-- Data supplied follows --

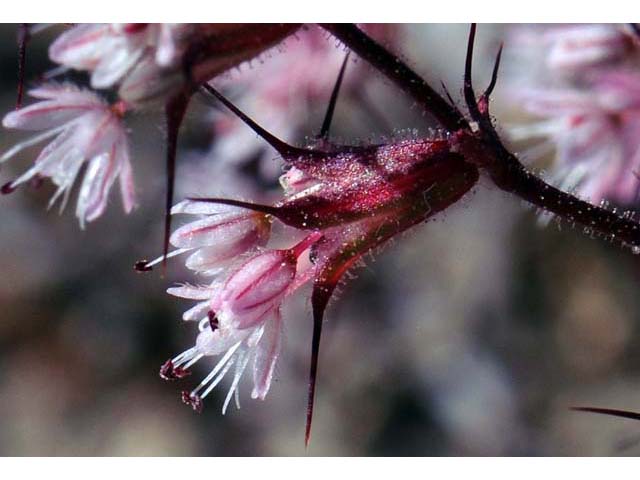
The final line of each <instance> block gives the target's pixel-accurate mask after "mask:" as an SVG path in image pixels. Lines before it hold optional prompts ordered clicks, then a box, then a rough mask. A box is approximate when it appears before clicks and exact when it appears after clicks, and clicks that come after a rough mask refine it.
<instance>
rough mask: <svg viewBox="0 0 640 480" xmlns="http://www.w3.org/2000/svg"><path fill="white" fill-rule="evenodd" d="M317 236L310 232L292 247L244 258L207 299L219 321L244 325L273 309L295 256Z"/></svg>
mask: <svg viewBox="0 0 640 480" xmlns="http://www.w3.org/2000/svg"><path fill="white" fill-rule="evenodd" d="M320 236H321V234H311V235H310V236H309V237H308V238H307V239H305V241H303V242H302V243H300V244H298V245H297V246H295V247H294V248H292V249H289V250H270V251H266V252H264V253H262V254H259V255H256V256H255V257H253V258H251V259H250V260H248V261H247V262H245V263H244V264H243V265H242V266H241V267H240V268H239V269H238V270H237V271H236V272H235V273H233V274H232V275H231V276H230V277H229V278H228V279H227V281H226V282H225V284H224V286H223V287H222V289H221V291H220V294H219V295H216V296H215V297H214V298H213V299H212V301H211V308H212V310H213V311H215V312H216V315H217V316H218V318H219V319H220V321H221V322H222V323H230V324H232V325H233V326H234V328H237V329H245V328H249V327H252V326H254V325H255V324H256V323H257V322H259V321H260V320H261V319H262V318H263V317H264V316H265V315H267V314H269V313H271V312H272V311H274V310H275V309H277V308H278V306H279V305H280V303H281V301H282V298H283V297H284V295H285V292H287V290H288V289H289V287H290V286H291V284H292V283H293V279H294V277H295V275H296V267H297V260H298V257H299V256H300V254H301V253H302V252H303V251H305V250H306V249H307V248H308V247H309V246H310V245H311V244H312V243H314V242H316V241H317V240H318V239H319V237H320Z"/></svg>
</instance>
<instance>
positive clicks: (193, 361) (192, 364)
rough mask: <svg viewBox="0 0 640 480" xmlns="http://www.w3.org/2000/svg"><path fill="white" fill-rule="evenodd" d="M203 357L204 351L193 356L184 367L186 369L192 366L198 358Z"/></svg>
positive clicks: (193, 364) (186, 363)
mask: <svg viewBox="0 0 640 480" xmlns="http://www.w3.org/2000/svg"><path fill="white" fill-rule="evenodd" d="M202 357H204V355H203V354H202V353H200V354H198V355H196V356H195V357H193V358H192V359H191V360H189V361H188V362H187V363H186V365H185V366H184V367H183V368H185V369H187V368H191V366H193V365H194V364H195V363H196V362H197V361H198V360H200V359H201V358H202Z"/></svg>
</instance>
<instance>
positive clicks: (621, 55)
mask: <svg viewBox="0 0 640 480" xmlns="http://www.w3.org/2000/svg"><path fill="white" fill-rule="evenodd" d="M544 38H545V40H546V41H547V42H548V48H549V50H548V52H549V53H548V56H547V64H548V66H549V68H552V69H555V68H557V69H566V70H576V69H581V68H587V67H592V66H597V65H600V64H603V63H607V62H613V61H617V60H619V59H620V58H622V57H623V56H624V55H625V54H626V53H628V52H629V51H630V50H631V48H632V39H631V37H630V35H629V34H627V32H625V31H624V30H623V29H622V28H620V27H619V26H617V25H573V26H568V27H561V28H558V29H554V30H551V31H549V32H547V33H546V35H545V36H544Z"/></svg>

-- Data supplied concluded --

§ **Exercise**
In the copy, every entry appears exactly as written above and no picture appears.

§ **Answer**
The final line of each <instance> block gives the target's pixel-accurate mask after "mask:" as an SVG path in image pixels. Lines before it hold optional prompts ordered clicks, then a box, then a rough mask. A box is approximate when it appears before clicks and exact when it appears after clicks, and clicks that come after a rough mask refine it.
<instance>
rough mask: <svg viewBox="0 0 640 480" xmlns="http://www.w3.org/2000/svg"><path fill="white" fill-rule="evenodd" d="M317 236L310 232L292 247L244 258L207 299L219 321L244 325L273 309L295 256Z"/></svg>
mask: <svg viewBox="0 0 640 480" xmlns="http://www.w3.org/2000/svg"><path fill="white" fill-rule="evenodd" d="M320 236H321V234H311V235H310V236H309V237H308V238H307V239H305V241H303V242H302V243H300V244H298V245H297V246H295V247H294V248H292V249H289V250H270V251H266V252H264V253H262V254H259V255H256V256H255V257H253V258H251V259H250V260H248V261H247V262H245V263H244V264H243V265H242V266H241V267H240V268H239V269H238V270H237V271H236V272H235V273H233V274H232V275H231V276H230V277H229V278H228V279H227V281H226V282H225V284H224V286H223V287H222V289H221V291H220V294H219V295H216V296H215V297H214V298H213V299H212V301H211V308H212V310H213V311H215V312H216V315H217V316H218V318H219V319H220V321H221V322H222V323H230V324H232V325H233V326H234V328H237V329H245V328H249V327H252V326H254V325H255V324H256V323H257V322H259V321H260V320H261V319H262V318H263V317H264V316H265V315H267V314H269V313H271V312H272V311H274V310H275V309H277V308H278V306H279V305H280V303H281V301H282V298H283V297H284V295H285V292H287V290H288V289H289V287H290V286H291V284H292V283H293V279H294V277H295V275H296V267H297V260H298V257H299V256H300V254H301V253H302V252H303V251H305V250H306V249H307V248H308V247H309V246H310V245H311V244H312V243H314V242H316V241H317V240H318V239H319V237H320Z"/></svg>
</instance>
<instance>
positive clicks: (193, 361) (192, 364)
rough mask: <svg viewBox="0 0 640 480" xmlns="http://www.w3.org/2000/svg"><path fill="white" fill-rule="evenodd" d="M203 357L204 351L193 356L184 367L186 369L192 366L198 358Z"/></svg>
positive clicks: (193, 364) (186, 363)
mask: <svg viewBox="0 0 640 480" xmlns="http://www.w3.org/2000/svg"><path fill="white" fill-rule="evenodd" d="M202 357H204V355H203V354H202V353H200V354H198V355H196V356H195V357H193V358H192V359H191V360H189V361H188V362H187V363H186V365H185V366H184V367H183V368H185V369H187V368H191V366H193V365H194V364H195V363H196V362H197V361H198V360H200V359H201V358H202Z"/></svg>
</instance>
<instance>
positive clicks: (621, 55)
mask: <svg viewBox="0 0 640 480" xmlns="http://www.w3.org/2000/svg"><path fill="white" fill-rule="evenodd" d="M544 38H545V40H546V41H547V42H548V48H549V50H548V52H549V53H548V56H547V64H548V66H549V68H552V69H555V68H557V69H566V70H576V69H581V68H587V67H592V66H597V65H600V64H603V63H607V62H613V61H617V60H619V59H620V58H622V57H623V56H624V55H625V54H626V53H628V52H629V51H630V50H631V48H632V39H631V37H630V35H629V34H627V32H625V31H624V30H623V29H622V28H620V27H619V26H617V25H573V26H568V27H561V28H558V29H554V30H551V31H549V32H547V33H546V35H545V36H544Z"/></svg>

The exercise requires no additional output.